:: SOURCE EXCERPT ::

Independent Cuban film: A revolution in the revolution (Knight Foundation)

An image from La Obra del Siglo (The Project of the Century) by director Carlos Machado Quintela

One of the most intriguing series in the 32nd Miami International Film Festival is, without a doubt, the Emerging Cuban Program. Smartly made with limited means by an enterprising young generation of directors, some not yet in their 30s, the films include both features and shorts, dramatic pieces, and documentaries.

Don’t expect car chases, explosions, and special effects — or obvious political statements. Here, silences often speak louder than words, scenes breathe slowly, shots linger and even the lighting, more often the darkness, make subtle statements.

These are often intensely personal explorations of a country’s faded dreams (“The Project of the Century” part of the Knight Competition) and crumbling past (“Hotel Nueva Isla”); of honorable, creative lives lived in difficult circumstances (“Digna Guerra,” “Memorias del Abuelo”), or the peculiar perversions of “a good man” (“El Mundo de Raúl”).
“Cuban cinema exists today because the independent Cuban cinema exists,” says Miami-based Cuban filmmaker and screenwriter Orlando Rojas, one of the festival’s programmers. At a time when the Cuban Institute of Cinematographic Art and Industry, which is Cuba’s official film institution, has “basically disappeared” as a production house, “independent cinema is the only chance for Cuban film to have any viability.”
These filmmakers “are all artists living and creating in very precarious circumstances,” says Rojas. “They are not politicians. None of them is interested in making political banners. What they want is to create a new cinema within the circumstances in which they were born, and of which they are not responsible. Now, when they reflect the reality of Cuba they are very political — but not in the old, stereotyped sense, stuck in old positions that by now are more than 50 years old.”

Festival Executive Director Jaie Laplante says he was “really inspired by this movement of young people putting their films together on their own. It’s hard enough in any country, but it’s particularly tough in Cuba. We were inspired by the resilience of these filmmakers and wanted to honor them and their work.”
In part because of Cuba’s economic collapse and the lack of official support, by the late ’90s independent productions began to emerge, says Rojas. By 2000, he says, there were films such as the independent feature “Frutas En El Café” by director Humberto Padrón, who now lives in Miami, produced outside the official channels.

For Carlos Machado Quintela, the director of “The Project of the Century,” an independent filmmaker in Cuba faces the professional challenges independent filmmakers face anywhere but, “because it’s Cuba, it’s always going to be more controversial.”

:::

▶ **WRITTEN TASKS**:
1. Please print the passage of the article on independent Cuban film that begins at "Independent Cuban film: A" and stops after "pieces, and documentaries.", word for word.
2. Answer these questions using the article on independent Cuban film:
(a) Which edition of the Miami International Film Festival features the Emerging Cuban Program?
(b) Who directed the independent feature "Frutas En El Café"?
(c) What position does Jaie Laplante hold at the festival?
The entries come from a separate source, not from the article on independent Cuban film.

:: RECORD EXCERPTS ::

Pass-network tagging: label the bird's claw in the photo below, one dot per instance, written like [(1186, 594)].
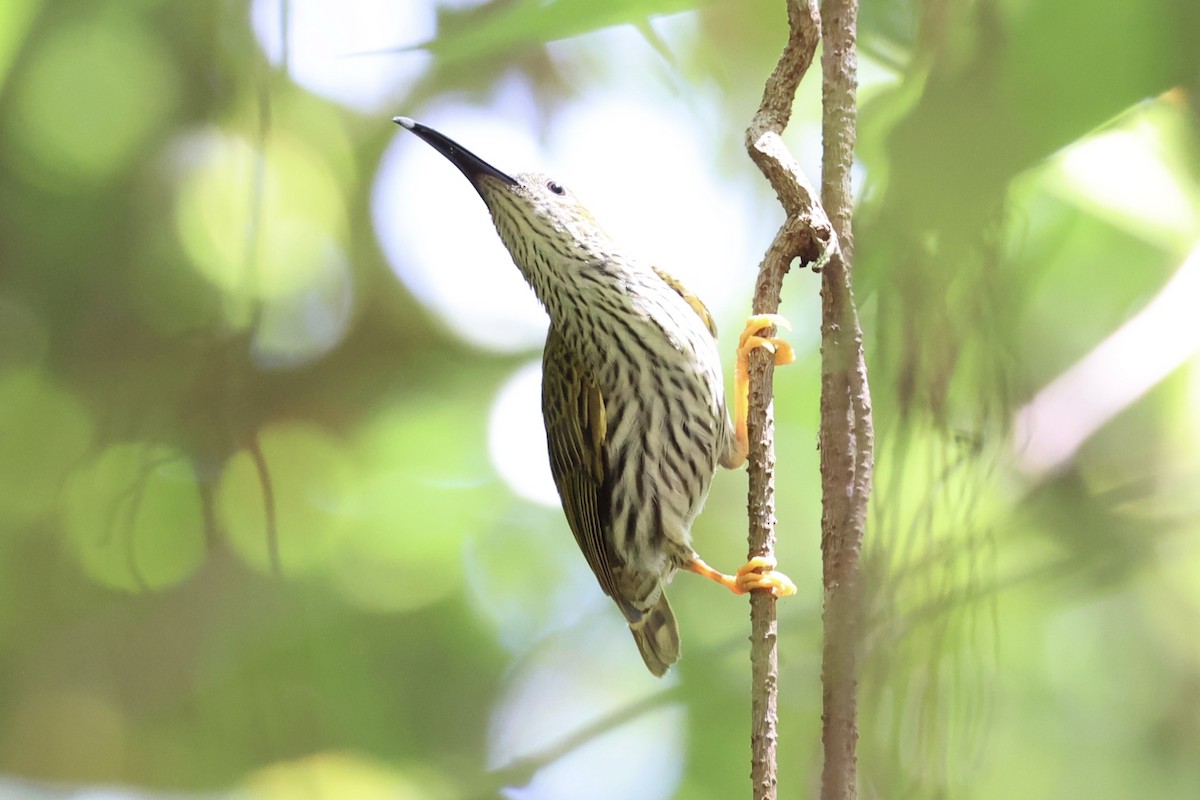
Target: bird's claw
[(759, 575), (750, 338)]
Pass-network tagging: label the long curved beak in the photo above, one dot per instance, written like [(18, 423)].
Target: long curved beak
[(471, 164)]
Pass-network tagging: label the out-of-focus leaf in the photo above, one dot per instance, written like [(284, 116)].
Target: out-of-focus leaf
[(498, 28)]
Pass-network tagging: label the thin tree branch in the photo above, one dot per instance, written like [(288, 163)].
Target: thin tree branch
[(805, 234), (847, 437)]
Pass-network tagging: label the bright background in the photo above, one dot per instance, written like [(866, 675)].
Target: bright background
[(240, 307)]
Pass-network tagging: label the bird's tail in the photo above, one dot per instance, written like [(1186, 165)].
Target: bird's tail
[(657, 636)]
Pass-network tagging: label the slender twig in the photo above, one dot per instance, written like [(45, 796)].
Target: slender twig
[(805, 234), (847, 437)]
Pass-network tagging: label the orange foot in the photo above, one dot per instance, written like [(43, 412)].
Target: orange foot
[(756, 575), (750, 340)]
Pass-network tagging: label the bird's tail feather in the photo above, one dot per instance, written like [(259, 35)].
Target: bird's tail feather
[(658, 636)]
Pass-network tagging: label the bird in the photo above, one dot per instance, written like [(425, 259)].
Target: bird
[(633, 396)]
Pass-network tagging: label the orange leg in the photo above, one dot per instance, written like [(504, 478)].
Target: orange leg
[(750, 340), (756, 575)]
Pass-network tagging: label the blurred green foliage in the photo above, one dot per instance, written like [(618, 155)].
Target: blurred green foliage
[(252, 539)]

:::

▶ **RESULTS OF THE TASKS**:
1.
Independent Cuban film: A revolution in the revolution (Knight Foundation)

An image from La Obra del Siglo (The Project of the Century) by director Carlos Machado Quintela

One of the most intriguing series in the 32nd Miami International Film Festival is, without a doubt, the Emerging Cuban Program. Smartly made with limited means by an enterprising young generation of directors, some not yet in their 30s, the films include both features and shorts, dramatic pieces, and documentaries.

2.
(a) The 32nd.
(b) Humberto Padrón.
(c) Festival Executive Director.